Projection Assumptions
The parameters of the Projection Assumptions command tell ProVal how to determine demographic experience and how to relate future changes in valuation interest rates to valuation increase rate assumptions. Additionally, in all pension modes, there are Projection Assumptions parameters to reflect plan amendments that affect benefit liabilities and to relate future changes in valuation interest rates to valuation lump sum interest rates for lump sum factor Benefit Formula Components (if any). ProVal applies these experience assumptions from the baseline valuation date (entered as the Valuation Date parameter value of the Core Projection) until each future forecast valuation date; the Valuation Assumptions are applied at the baseline and forecast valuation dates to perform each valuation and determine liability values for benefits paid at future decrement dates.
It is useful to run a Core Projection with experience assumptions that are the same as the valuation assumptions, so that you may check the reasonableness of results and spot possible coding errors or misconceptions. If your Projection Assumptions are identical to your Valuation Assumptions for parameters they have in common and you apply no interest rate sensitivities, then the absence of experience gains and losses over the projection period would confirm that, very likely, the results are "good". To facilitate this, you may populate your Projection Assumptions directly from a set of Valuation Assumptions, by clicking the Populate button, which is discussed below. (Note: in the pension modes, because the payment frequency options, which indicate the timing of expected benefit payments, do not include “annual, middle of year”, which is the assumed timing of actual, aka experience, benefit payments over the projection period, it is possible to see small gains or losses despite Projection Assumptions that are identical to the Valuation Assumptions.)
However, experience assumptions and valuation assumptions need not be the same. In fact, another useful aspect of a projection is to study the implications of experience deviating from assumptions. Such deviations, of course, generate actuarial gains and losses, which, in turn, will affect annual plan costs, funded ratios and other results. As an example, you might assume for computing plan liabilities that the merit component of salary increases is 3% each year but that, for experience, merit increases in salary are actually only 2%.
Note that information about the assets is added at the forecast stage, via the Asset & Funding Policy.
ProVal runs “baseline” core and, if you have selected sensitivity dimensions, sensitivity cores, whose results are interpolated in a subsequent Deterministic Forecast or Stochastic Forecast. For more information about the forecast stage, see Interpolation of a Core Projection's results.
The Projection Assumptions dialog box includes the following parameters:
Name is a descriptive phrase to use when saving this set of Projection Assumptions.
Select a topic to edit contains entries for each category of information (topic) found under the Projection Assumptions command. In large part, these categories parallel those entered for the corresponding Valuation Assumptions, allowing you to specify projection assumptions that are the same as or differ from your valuation assumptions.

————

The tasks:
• A. Reproduce the passage of the Projection Assumptions text that opens with the words containing "However, experience assumptions" and closes with "Asset & Funding Policy.".
• B. Carry on the description of the ProVal Projection Assumptions dialog box, beginning immediately after its final sentence.

[Object position labeling records]
————

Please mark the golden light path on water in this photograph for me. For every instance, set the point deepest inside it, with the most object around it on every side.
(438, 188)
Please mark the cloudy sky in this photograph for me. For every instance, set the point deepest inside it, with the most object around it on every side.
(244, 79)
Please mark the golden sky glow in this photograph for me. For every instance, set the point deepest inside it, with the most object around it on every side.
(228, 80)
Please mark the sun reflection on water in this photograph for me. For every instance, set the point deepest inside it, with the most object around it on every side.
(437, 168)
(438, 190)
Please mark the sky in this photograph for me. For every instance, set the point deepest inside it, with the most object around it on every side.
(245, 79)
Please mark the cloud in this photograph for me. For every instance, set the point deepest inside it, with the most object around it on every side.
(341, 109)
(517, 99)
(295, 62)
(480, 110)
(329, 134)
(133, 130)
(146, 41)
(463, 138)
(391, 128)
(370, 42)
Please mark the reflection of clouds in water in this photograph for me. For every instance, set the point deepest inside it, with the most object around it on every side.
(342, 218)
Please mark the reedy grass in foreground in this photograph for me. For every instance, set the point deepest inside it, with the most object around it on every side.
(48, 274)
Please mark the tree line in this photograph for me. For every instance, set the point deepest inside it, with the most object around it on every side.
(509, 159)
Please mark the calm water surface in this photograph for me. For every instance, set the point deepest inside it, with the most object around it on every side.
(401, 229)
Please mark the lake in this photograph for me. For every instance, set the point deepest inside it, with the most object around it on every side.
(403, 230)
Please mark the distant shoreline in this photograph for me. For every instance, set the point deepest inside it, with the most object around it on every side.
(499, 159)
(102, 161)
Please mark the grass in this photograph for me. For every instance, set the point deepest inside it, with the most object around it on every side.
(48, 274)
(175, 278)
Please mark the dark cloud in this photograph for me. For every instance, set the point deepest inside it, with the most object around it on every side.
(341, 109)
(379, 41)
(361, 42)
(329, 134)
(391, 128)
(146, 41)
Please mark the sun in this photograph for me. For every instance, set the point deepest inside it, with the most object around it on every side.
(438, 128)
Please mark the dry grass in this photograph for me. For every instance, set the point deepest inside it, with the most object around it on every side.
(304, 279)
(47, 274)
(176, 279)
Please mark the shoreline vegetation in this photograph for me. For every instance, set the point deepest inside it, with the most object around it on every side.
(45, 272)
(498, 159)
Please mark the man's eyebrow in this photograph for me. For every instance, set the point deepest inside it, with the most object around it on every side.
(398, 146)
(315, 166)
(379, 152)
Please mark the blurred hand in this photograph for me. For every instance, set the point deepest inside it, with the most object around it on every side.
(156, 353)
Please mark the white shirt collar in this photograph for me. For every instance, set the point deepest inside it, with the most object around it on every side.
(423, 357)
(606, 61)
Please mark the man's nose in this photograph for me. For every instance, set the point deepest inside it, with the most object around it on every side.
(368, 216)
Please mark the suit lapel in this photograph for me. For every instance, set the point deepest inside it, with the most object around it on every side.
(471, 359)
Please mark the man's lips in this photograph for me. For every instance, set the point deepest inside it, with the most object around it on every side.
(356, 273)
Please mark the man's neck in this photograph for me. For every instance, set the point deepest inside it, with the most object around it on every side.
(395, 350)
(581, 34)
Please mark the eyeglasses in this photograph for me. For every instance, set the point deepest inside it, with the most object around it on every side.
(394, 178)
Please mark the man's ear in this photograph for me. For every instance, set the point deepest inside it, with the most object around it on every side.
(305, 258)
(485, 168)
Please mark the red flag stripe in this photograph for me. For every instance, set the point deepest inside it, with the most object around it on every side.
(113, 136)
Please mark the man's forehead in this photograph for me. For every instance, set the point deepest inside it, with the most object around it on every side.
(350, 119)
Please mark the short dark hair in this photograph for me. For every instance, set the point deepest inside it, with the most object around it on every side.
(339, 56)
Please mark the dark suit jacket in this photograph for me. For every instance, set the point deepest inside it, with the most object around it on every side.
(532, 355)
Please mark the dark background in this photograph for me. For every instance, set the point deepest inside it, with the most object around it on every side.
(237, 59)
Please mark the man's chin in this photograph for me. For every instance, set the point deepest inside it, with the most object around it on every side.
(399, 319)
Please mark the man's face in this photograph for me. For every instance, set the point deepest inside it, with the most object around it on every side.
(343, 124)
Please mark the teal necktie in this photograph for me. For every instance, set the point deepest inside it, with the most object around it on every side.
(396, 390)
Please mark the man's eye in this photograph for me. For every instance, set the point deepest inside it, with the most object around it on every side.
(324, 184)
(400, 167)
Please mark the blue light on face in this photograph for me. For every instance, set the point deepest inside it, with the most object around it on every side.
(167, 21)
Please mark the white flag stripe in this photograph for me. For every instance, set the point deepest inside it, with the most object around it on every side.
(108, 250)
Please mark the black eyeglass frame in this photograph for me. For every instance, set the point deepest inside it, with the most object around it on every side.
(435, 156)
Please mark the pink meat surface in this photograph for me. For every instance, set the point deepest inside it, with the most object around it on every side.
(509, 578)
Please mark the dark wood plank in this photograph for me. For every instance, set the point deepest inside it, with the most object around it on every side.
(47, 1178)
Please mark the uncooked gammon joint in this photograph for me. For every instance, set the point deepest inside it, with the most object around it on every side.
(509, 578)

————

Answers below:
• A.
However, experience assumptions and valuation assumptions need not be the same. In fact, another useful aspect of a projection is to study the implications of experience deviating from assumptions. Such deviations, of course, generate actuarial gains and losses, which, in turn, will affect annual plan costs, funded ratios and other results. As an example, you might assume for computing plan liabilities that the merit component of salary increases is 3% each year but that, for experience, merit increases in salary are actually only 2%.
Note that information about the assets is added at the forecast stage, via the Asset & Funding Policy.

• B.
There are two groups of topics under the Projection Assumptions command, divided according to whether the topic(s) refer to future demographic experience assumptions (with respect to plan provisions and census data as of each forecast valuation date) or to sensitivity to future valuation interest rate assumptions used at the various forecast valuation dates. How the parameters of the experience assumption topics affect plan benefit payments or census data is explained in the discussion of the respective topic. Under the (single) valuation assumption topic, you may vary the valuation interest rates to be lower or higher than their values on the baseline valuation date and specify, when those interest rates are lower or higher, the valuation assumption values of salary inflation, increase and crediting rates and lump sum factor interest rates. This is also explained in the discussion of the respective topic. Thus, under the Valuation Assumption Sensitivities topic, you may tie sensitivity changes in valuation interest rates to assumed values of these other valuation assumptions in the actuarial valuation at each forecast valuation date.
Click the name of a topic to access its parameters.
Future Experience Assumptions – heading is for descriptive purposes only; click indented subtopic name.
Increase & Crediting Rates (pension modes) or Increase Rates (OPEB mode)
Conversion Factors (pension modes only)
Election Probabilities (pension modes) or Election & Lapse Probabilities (OPEB mode)
Plan Amendments (pension modes except German)
Future Valuation Assumptions – heading is for descriptive purposes only; click indented subtopic name.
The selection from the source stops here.